_WHAT TO PRODUCE:_ What is needed is a faithful copy of all the entries, with no pictures in it.

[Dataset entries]

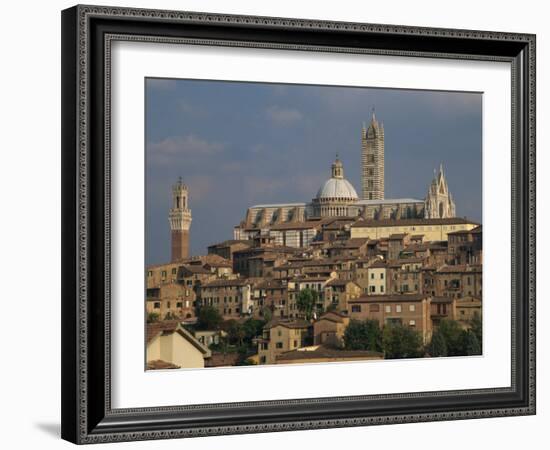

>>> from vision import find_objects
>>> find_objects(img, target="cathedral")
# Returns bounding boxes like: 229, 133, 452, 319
233, 111, 457, 235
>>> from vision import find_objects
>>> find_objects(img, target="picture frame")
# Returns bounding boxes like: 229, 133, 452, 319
61, 4, 536, 444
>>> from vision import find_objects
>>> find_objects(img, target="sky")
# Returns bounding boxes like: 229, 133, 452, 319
145, 78, 482, 266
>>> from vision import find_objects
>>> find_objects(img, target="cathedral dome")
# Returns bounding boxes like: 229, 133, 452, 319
316, 156, 358, 200
316, 177, 359, 200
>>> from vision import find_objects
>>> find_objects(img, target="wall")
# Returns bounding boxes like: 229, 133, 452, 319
0, 0, 546, 449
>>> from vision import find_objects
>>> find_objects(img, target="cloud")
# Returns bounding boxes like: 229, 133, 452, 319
265, 105, 303, 125
179, 99, 208, 117
148, 135, 224, 165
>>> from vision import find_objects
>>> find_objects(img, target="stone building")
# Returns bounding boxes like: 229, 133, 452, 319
351, 217, 479, 241
423, 264, 482, 299
447, 225, 482, 265
169, 178, 192, 262
199, 278, 253, 319
348, 294, 433, 343
323, 279, 362, 312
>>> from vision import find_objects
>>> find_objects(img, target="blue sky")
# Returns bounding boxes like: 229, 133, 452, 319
146, 78, 482, 266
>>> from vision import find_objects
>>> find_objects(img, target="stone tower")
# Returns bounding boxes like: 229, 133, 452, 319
361, 110, 385, 200
169, 178, 192, 262
424, 164, 456, 219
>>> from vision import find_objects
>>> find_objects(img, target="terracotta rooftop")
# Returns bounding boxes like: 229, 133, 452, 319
276, 346, 383, 361
266, 319, 310, 330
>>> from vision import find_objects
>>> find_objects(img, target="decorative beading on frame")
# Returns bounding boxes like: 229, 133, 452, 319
75, 5, 536, 443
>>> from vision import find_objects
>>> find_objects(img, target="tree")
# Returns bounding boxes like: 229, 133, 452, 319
223, 320, 246, 346
437, 319, 465, 356
462, 330, 481, 356
242, 318, 266, 343
382, 323, 423, 359
296, 288, 319, 320
426, 330, 448, 357
261, 307, 272, 323
147, 312, 160, 323
470, 312, 482, 352
196, 306, 223, 330
343, 319, 383, 351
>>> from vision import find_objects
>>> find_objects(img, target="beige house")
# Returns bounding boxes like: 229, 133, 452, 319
366, 259, 388, 295
323, 279, 362, 311
313, 311, 350, 347
456, 296, 482, 325
146, 321, 211, 369
257, 319, 311, 365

_EXERCISE RESULT:_
>>> from vision import find_objects
>>> find_objects(img, target="cathedral")
# Returns bounding boxes like: 229, 133, 452, 319
233, 111, 457, 235
>>> from vision import find_objects
>>> find_objects(img, target="picture frame")
# Returns bounding boxes like: 229, 133, 452, 319
61, 4, 536, 444
>>> from vision import find_objects
>>> find_objects(img, target="sky")
# Returns bounding boxes like: 229, 133, 452, 319
145, 78, 482, 266
>>> from vision import find_objects
>>> find_objects(img, target="cathedral dome")
# Returns bounding boxes like: 229, 133, 452, 319
316, 156, 358, 200
316, 177, 359, 200
>>> from vision import find_objects
>>> find_objects(img, target="wall")
# Returns bounding boxes like: 229, 133, 452, 319
0, 0, 546, 449
>>> from vision import find_objects
>>> find_objects(img, target="cloud")
# Returns bounding boxes like: 229, 133, 452, 319
265, 105, 303, 125
179, 99, 208, 117
148, 135, 224, 165
>>> from vision import find_objects
>>> find_objects(img, target="stone building")
# Returns bounding boxes like: 229, 133, 452, 319
351, 217, 479, 241
423, 264, 482, 299
447, 225, 482, 265
169, 178, 192, 262
199, 278, 253, 319
348, 294, 433, 343
323, 279, 362, 312
>>> from vision import find_objects
>>> find_objects(img, target="blue sky")
# Returns bounding boxes like: 229, 133, 452, 319
146, 78, 482, 266
>>> from vision import find_objects
>>> find_objects(img, target="stone tower")
# Returns bounding boxes like: 229, 133, 452, 319
361, 110, 385, 200
169, 178, 192, 262
424, 164, 456, 219
>>> from vision import find_objects
>>> find_objects(img, target="terracotta rooftop")
# Returns bounding boxes like: 229, 133, 452, 319
276, 346, 383, 361
266, 319, 310, 330
>>> from vision import find_objects
>>> find_objects(img, target="decorative beading on frame")
# Returns bounding boxes like: 229, 133, 452, 319
75, 5, 536, 443
>>> from vision import find_objects
>>> find_objects(img, target="tree")
# Returns bounding boxes like: 229, 133, 452, 319
223, 320, 246, 346
437, 319, 465, 356
462, 330, 481, 356
242, 318, 266, 343
382, 323, 423, 359
296, 288, 319, 320
426, 330, 448, 357
261, 307, 272, 323
147, 312, 160, 323
470, 312, 482, 352
196, 306, 223, 330
343, 319, 383, 351
>>> from vision import find_objects
>>> find_objects(img, target="beige house")
# Returns bounding boxes like: 229, 133, 452, 319
366, 259, 388, 295
323, 279, 362, 311
313, 311, 350, 347
456, 296, 482, 325
146, 321, 211, 369
257, 319, 311, 365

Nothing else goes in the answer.